The difficulties insurgents face hiding and operating in a Hazara region, along with its relatively tolerant clerics, gives Bamiyan the stability to host several non-governmental organizations and even the occasional tourist. By Afghan standards, the province is advancing in terms of gender equality: As well as having Sarabi as governor, two women have opened shops at the local bazaar, one of whom was recently elected president of her community council.

"There are so many opportunities because Bamiyan is a peaceful place and the people want their girls to be educated," said Robina Bangash, community and gender development advisor for the Afghanistan chapter of the Aga Khan Foundation, a development agency set up by the leader of the Ismaili branch of Islam.

In 2001, Bamiyan education department statistics show there were 115 schools registered in the province, which educated about 20,000 mostly male students. Most of these "schools" didn't have dedicated buildings.

Today, about 58,000 boys and 38,000 girls are students at 301 schools; 157 of them have dedicated buildings.

For Adeela, a widow whose husband was killed by the Taliban, the new schools mean hope. Adeela recalled her joy at writing her name, a few months ago, for the first time.

She now regularly signs the woolen vests she's learning to tailor. The combined literacy and training course she takes pays her $1 a day to feed her children.

Adeela used to earn the same amount washing clothes and cleaning homes - labour that weathered her face and her hands, with their orange henna-painted nails, that appear far older than her 35 years.

"I lost my husband, I lost my opportunity to learn as a child, so I want my children to go to school so they can do better." Her four daughters, age four to 12, attend school each morning from 7 to 11 a.m., walking 30 minutes each way to get to class. While they are in school, her two-year-old son, Assib, waits at home alone, with only the family's dog outside standing guard.

But Adeela's eldest daughter, Zamirah already has the ambition to escape their one-room home with its threadbare carpets and outdoor toilet. When asked about a career, Zamirah smooths her red head scarf with its beaded tassels and smiles a brilliant, white-toothed grin.

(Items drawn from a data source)
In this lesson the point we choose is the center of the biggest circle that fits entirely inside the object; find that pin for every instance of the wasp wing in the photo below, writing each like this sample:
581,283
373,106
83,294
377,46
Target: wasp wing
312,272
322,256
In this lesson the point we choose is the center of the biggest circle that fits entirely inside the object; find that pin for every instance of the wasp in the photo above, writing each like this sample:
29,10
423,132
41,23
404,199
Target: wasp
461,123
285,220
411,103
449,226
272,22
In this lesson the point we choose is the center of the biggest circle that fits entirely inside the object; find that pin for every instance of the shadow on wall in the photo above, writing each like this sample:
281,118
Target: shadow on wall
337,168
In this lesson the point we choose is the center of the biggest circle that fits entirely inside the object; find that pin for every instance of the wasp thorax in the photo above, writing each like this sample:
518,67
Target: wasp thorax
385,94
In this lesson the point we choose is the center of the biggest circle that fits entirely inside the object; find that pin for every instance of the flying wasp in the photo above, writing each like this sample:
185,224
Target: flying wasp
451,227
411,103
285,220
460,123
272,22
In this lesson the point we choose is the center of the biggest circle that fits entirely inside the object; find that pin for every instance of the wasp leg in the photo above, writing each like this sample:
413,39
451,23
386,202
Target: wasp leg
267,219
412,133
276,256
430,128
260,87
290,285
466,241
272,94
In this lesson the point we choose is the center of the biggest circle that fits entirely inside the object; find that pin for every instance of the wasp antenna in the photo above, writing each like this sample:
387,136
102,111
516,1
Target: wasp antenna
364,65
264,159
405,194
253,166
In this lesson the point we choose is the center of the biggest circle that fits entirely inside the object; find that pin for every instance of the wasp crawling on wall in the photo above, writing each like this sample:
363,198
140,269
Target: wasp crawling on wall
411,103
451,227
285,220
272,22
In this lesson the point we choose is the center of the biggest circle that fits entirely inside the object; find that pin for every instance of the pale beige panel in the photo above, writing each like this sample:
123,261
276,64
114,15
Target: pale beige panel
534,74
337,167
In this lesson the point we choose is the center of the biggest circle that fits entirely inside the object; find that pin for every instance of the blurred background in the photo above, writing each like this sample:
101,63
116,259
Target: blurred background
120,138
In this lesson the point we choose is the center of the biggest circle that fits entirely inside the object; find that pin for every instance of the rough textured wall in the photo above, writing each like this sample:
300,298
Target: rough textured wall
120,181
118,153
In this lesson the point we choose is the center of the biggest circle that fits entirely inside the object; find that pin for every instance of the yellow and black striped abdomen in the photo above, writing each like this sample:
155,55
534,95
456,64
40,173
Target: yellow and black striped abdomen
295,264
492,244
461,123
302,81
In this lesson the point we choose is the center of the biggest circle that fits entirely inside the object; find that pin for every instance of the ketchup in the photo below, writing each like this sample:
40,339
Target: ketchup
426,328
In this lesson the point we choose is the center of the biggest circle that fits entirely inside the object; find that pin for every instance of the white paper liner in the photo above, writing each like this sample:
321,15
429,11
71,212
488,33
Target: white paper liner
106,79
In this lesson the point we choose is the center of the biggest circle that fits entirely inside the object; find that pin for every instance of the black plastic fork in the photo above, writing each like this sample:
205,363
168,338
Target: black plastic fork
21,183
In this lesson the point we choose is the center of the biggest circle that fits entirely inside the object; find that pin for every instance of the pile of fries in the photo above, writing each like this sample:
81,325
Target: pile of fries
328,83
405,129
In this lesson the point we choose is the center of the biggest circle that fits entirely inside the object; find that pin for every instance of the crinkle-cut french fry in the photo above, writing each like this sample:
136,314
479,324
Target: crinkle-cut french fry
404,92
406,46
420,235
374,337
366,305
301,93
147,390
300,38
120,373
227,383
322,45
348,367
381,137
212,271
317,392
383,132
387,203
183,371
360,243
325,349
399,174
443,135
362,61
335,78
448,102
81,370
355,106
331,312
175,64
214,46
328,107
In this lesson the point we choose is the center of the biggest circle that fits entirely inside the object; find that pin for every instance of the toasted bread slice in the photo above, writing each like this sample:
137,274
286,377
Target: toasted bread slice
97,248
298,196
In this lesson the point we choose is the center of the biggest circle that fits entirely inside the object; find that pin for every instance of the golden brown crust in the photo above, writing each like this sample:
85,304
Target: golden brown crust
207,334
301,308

- The request
Reproduce the Bamiyan passage between "For Adeela, a" and "feed her children.", inclusive, switching "woolen vests" to "wool sweaters".

- Complete output
For Adeela, a widow whose husband was killed by the Taliban, the new schools mean hope. Adeela recalled her joy at writing her name, a few months ago, for the first time.

She now regularly signs the wool sweaters she's learning to tailor. The combined literacy and training course she takes pays her $1 a day to feed her children.